Iranian rescuers have spent a second day trying to reach about 20 firefighters buried in the rubble of a Tehran high rise building as details emerge about the historic tower's poor state before it collapsed.
Iranian media said emergency crews were trying to locate possible survivors on Friday, using two tunnels dug into the wreckage of the 17-story Plasco building. Dozens of firefighters had rushed to the site on Thursday when a fire broke out at around 8am local time and quickly engulfed the more than 50-year-old complex, which housed hundreds of garment and clothing workshops. It collapsed three hours later in images broadcast live on Iranian television.
Authorities said no bodies had been pulled from the rubble 24 hours after the collapse, and around 20 firefighters were feared to have died. About 70 people were injured in the incident, including one firefighter who died of his injuries at a hospital on Friday. The early morning eruption of the fire on Thursday meant that few civilians were in the building at the time.
Iranian Foreign Ministry spokesman Bahram Qasemi said there was no damage to the German, Turkish or British embassies located near the site.
The semiofficial Mehr news agency said President Hassan Rouhani ordered his interior minister on Thursday to "immediately investigate the causes of the accident, identify those responsible, take care of the injured and quickly compensate people for their losses."
Mehr also quoted Iranian Supreme Leader Ayatollah Ali Khamenei as expressing deep sorrow for the collapse and saying "all efforts should focus on saving the firefighters trapped in the site." He added, "Finding causes and possible contributing factors is only a second priority."
The Plasco building opened in 1962 as the first high-rise tower in the Iranian capital. It was built by Habibollah Elghanian, a prominent Iranian Jew and businessman who was arrested on charges of being an Israeli spy and executed in 1979 during Iran’s Islamic Revolution.
The building originally was designed to house offices. But VOA Persian Service Executive Editor Mohammad Manzarpour, who visited Plasco in the late 1990s, said its configuration changed after the Islamic Revolution when a charitable foundation under direct control of Iran's then-supreme leader Ayatollah Ruhollah Khomeini took control of the site. He said Bonyad Mostazafan, or the Foundation for the Oppressed, rented out office space to the textile manufacturers and prevented the Tehran municipality from enforcing any safety regulations.

☆ ☆ ☆ ☆ ☆

TASK INSTRUCTIONS:
1. In the article on the Tehran collapse, repeat everything from "The building originally" down to "any safety regulations.".
2. According to the article on the Tehran collapse, why were few civilians in the Plasco building when the fire started?

(Region pointing data)
☆ ☆ ☆ ☆ ☆

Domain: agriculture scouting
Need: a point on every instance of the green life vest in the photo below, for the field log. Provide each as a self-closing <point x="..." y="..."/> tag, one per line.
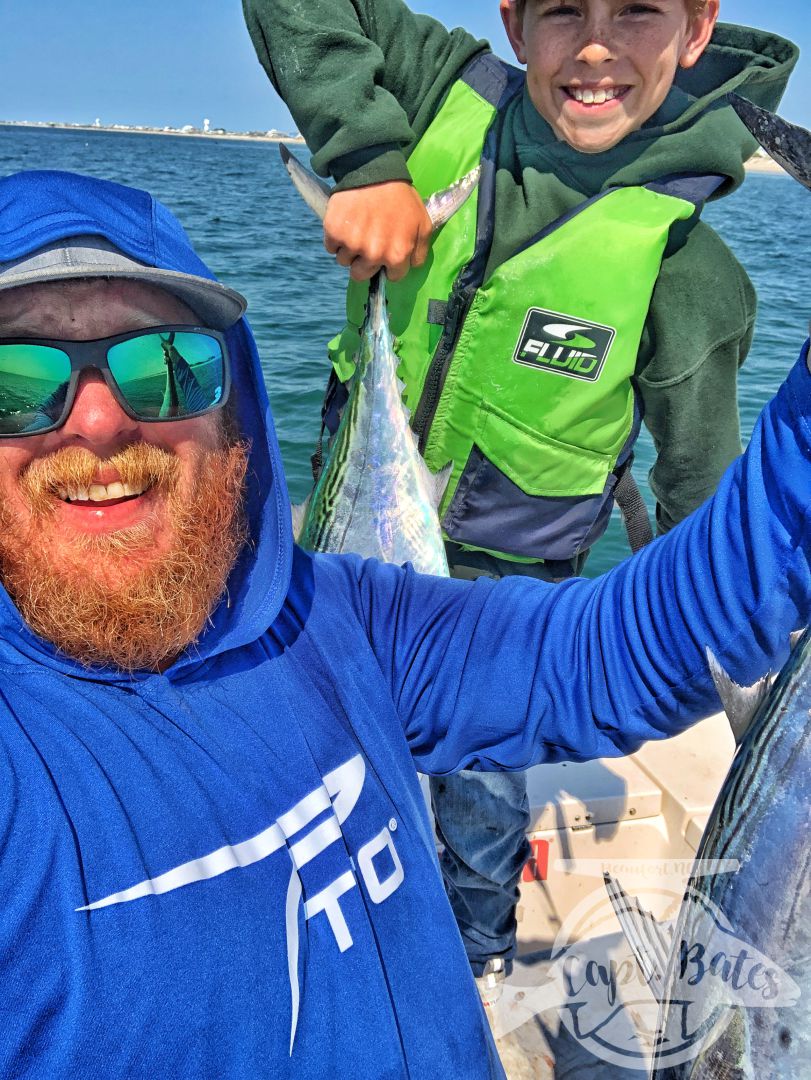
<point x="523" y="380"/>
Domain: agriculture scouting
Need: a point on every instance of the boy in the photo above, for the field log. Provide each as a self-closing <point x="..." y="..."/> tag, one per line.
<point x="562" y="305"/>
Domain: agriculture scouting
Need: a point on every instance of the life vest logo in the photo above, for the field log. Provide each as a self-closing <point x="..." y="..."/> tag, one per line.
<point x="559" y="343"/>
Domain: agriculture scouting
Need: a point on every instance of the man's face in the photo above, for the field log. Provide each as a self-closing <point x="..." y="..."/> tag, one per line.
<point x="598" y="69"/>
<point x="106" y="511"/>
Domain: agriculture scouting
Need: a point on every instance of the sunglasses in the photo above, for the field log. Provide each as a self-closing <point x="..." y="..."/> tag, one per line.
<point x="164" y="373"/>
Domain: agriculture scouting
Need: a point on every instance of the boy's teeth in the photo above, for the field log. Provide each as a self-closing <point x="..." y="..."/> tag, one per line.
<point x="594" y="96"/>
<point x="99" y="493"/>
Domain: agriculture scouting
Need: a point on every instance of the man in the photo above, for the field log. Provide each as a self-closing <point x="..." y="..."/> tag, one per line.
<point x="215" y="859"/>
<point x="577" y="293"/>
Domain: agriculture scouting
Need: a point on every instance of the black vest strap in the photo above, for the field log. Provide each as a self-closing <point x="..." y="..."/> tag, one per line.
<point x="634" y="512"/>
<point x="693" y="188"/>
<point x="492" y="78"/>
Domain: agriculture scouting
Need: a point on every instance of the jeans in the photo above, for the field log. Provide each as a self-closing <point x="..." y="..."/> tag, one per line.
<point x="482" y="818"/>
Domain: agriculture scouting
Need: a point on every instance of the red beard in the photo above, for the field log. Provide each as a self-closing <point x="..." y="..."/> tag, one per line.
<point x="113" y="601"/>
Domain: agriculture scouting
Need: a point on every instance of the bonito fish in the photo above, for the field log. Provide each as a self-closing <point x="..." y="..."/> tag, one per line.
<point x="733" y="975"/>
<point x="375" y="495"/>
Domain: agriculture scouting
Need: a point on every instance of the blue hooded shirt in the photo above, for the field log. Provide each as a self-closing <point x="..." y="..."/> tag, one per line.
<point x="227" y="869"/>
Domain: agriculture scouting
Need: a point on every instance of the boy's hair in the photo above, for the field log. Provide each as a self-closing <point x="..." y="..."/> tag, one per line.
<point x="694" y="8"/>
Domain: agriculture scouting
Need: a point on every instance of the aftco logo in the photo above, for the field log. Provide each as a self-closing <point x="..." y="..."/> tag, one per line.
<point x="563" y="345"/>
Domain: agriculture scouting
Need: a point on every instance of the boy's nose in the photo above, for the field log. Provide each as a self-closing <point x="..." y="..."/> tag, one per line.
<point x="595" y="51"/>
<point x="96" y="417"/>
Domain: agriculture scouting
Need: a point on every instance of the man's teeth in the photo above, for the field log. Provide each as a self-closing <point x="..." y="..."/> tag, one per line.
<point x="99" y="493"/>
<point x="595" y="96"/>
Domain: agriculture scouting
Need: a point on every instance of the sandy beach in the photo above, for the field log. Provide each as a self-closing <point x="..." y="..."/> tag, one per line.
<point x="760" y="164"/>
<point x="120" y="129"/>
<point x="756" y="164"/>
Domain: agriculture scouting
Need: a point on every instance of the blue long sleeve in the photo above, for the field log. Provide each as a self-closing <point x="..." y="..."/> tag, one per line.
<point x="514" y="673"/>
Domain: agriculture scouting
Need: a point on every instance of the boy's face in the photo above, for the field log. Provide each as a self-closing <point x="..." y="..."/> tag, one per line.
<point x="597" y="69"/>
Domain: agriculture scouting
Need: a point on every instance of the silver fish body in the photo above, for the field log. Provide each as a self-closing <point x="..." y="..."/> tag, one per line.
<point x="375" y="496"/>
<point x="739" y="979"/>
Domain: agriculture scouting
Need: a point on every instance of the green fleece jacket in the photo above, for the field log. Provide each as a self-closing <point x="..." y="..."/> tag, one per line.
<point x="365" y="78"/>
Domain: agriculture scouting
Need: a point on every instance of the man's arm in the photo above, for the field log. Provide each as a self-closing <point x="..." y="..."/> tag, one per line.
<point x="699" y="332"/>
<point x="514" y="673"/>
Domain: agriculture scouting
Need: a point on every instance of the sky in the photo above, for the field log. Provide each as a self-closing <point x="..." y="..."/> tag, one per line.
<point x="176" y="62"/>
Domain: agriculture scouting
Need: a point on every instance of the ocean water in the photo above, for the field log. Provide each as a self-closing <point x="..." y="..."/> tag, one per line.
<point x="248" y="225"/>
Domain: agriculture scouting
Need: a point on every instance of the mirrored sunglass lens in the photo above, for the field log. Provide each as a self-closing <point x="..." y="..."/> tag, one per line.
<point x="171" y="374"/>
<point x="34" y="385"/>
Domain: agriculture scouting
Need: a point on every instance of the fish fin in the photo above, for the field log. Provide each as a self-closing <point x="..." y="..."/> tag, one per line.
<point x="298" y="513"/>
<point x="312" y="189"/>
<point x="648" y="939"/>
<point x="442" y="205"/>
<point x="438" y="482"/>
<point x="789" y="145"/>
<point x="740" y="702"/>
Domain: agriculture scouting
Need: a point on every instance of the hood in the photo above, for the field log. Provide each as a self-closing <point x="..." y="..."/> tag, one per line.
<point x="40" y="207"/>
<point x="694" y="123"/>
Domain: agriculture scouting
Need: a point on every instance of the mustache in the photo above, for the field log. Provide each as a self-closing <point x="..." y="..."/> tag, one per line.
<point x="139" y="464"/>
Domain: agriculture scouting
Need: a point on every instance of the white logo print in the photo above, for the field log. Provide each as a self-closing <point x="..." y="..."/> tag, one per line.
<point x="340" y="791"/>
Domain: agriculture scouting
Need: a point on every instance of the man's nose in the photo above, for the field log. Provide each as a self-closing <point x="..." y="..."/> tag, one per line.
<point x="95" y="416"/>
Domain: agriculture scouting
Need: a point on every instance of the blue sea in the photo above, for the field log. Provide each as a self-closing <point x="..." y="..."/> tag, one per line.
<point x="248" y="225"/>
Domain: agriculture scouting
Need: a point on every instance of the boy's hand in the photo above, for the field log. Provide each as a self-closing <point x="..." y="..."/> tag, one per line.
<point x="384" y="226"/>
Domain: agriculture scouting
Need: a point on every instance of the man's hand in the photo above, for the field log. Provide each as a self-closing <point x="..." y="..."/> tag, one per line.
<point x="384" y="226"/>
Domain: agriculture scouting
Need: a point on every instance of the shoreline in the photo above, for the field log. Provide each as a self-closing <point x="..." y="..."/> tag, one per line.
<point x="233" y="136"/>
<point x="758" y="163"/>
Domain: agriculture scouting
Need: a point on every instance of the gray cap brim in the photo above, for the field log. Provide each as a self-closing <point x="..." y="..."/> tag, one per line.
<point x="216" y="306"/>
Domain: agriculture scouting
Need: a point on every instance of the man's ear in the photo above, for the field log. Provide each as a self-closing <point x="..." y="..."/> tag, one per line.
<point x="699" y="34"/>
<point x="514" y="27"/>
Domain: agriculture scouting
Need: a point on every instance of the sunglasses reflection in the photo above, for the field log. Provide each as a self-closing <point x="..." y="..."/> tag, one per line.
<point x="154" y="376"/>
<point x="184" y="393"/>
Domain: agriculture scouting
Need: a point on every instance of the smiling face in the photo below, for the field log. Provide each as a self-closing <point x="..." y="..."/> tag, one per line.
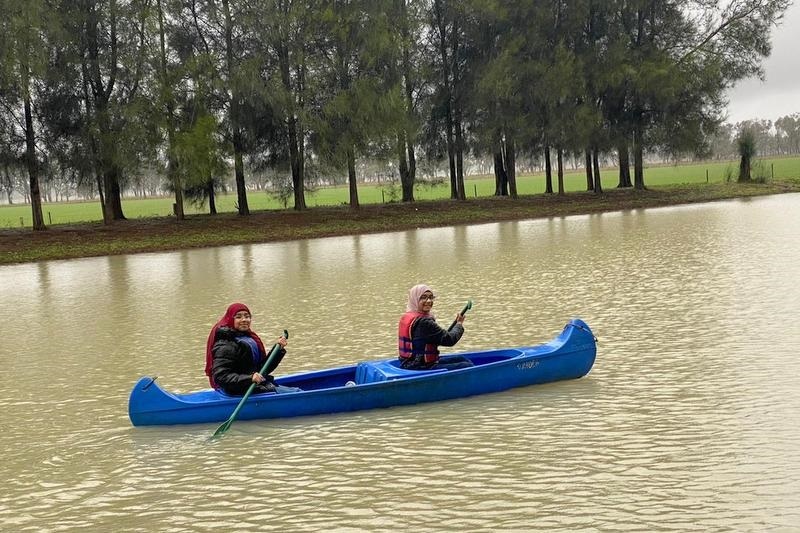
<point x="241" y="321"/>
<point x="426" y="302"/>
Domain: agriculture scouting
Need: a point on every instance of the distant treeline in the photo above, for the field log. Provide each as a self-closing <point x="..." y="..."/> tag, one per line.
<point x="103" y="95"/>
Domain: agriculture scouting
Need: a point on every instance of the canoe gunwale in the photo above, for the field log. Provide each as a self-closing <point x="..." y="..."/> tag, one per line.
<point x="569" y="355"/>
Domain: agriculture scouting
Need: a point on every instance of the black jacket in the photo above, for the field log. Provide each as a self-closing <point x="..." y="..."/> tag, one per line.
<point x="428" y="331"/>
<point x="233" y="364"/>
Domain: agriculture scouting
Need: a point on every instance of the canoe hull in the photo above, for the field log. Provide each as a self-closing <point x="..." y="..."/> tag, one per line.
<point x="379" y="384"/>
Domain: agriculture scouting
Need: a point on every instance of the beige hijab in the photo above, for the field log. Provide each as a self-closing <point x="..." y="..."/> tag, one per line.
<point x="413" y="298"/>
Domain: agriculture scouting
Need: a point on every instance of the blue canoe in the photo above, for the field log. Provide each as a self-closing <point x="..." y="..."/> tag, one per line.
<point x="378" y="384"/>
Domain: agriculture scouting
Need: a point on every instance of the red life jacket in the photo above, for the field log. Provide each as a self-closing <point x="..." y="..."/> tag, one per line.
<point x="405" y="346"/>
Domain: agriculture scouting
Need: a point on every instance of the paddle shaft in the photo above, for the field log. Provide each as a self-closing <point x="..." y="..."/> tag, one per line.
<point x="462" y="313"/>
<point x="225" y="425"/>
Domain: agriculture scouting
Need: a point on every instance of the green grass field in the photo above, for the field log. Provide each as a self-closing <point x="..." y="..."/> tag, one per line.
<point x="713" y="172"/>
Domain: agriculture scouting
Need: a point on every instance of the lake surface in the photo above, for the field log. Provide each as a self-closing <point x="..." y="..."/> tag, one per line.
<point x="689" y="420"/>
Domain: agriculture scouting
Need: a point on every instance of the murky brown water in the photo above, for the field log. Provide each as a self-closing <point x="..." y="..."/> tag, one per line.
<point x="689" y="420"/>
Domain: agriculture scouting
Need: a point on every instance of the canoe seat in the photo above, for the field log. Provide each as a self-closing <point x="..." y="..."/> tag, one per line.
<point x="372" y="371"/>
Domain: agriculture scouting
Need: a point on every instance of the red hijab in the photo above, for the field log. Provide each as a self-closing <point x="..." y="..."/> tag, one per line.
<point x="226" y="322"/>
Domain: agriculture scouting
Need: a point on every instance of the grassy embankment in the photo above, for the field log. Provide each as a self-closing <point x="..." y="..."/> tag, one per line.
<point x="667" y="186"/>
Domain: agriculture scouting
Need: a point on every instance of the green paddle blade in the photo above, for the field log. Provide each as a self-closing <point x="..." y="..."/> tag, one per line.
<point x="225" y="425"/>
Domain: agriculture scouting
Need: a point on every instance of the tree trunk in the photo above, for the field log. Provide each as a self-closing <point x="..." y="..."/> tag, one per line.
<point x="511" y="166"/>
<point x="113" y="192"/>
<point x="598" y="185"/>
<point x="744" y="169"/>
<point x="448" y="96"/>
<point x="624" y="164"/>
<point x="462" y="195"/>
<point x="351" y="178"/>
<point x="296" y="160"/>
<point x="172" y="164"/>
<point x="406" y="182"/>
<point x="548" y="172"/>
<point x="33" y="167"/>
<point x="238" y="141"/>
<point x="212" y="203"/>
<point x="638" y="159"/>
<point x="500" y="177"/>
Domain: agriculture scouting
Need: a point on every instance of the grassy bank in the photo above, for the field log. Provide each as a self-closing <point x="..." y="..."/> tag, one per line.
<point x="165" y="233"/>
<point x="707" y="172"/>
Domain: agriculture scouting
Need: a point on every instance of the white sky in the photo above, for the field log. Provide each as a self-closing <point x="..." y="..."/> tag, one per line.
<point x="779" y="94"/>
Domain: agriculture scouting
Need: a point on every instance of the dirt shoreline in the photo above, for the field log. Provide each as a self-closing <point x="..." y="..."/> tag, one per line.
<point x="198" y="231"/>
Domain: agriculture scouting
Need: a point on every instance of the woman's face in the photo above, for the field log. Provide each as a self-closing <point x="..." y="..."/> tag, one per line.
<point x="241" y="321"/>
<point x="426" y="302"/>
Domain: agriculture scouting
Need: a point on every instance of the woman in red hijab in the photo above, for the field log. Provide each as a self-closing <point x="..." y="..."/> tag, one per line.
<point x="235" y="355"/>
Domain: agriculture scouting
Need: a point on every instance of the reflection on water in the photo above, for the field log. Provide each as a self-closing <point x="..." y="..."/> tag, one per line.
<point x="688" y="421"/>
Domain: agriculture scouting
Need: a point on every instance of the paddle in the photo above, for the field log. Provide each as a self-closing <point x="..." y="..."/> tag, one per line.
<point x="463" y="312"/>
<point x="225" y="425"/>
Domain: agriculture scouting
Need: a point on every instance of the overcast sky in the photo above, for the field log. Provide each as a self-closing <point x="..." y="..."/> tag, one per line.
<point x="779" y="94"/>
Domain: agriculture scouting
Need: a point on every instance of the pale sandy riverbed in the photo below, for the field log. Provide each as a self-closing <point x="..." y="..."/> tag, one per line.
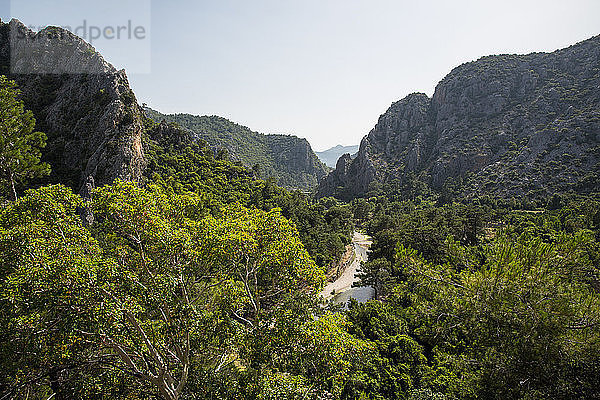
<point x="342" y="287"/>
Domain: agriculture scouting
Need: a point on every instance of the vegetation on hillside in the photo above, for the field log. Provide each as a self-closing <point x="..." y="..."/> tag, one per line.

☆ ☆ ☆ ☆ ☆

ANSWERS TO THE PROBLEMS:
1.
The building originally was designed to house offices. But VOA Persian Service Executive Editor Mohammad Manzarpour, who visited Plasco in the late 1990s, said its configuration changed after the Islamic Revolution when a charitable foundation under direct control of Iran's then-supreme leader Ayatollah Ruhollah Khomeini took control of the site. He said Bonyad Mostazafan, or the Foundation for the Oppressed, rented out office space to the textile manufacturers and prevented the Tehran municipality from enforcing any safety regulations.

2. Few civilians were inside because the fire broke out early on Thursday morning, at around 8am local time.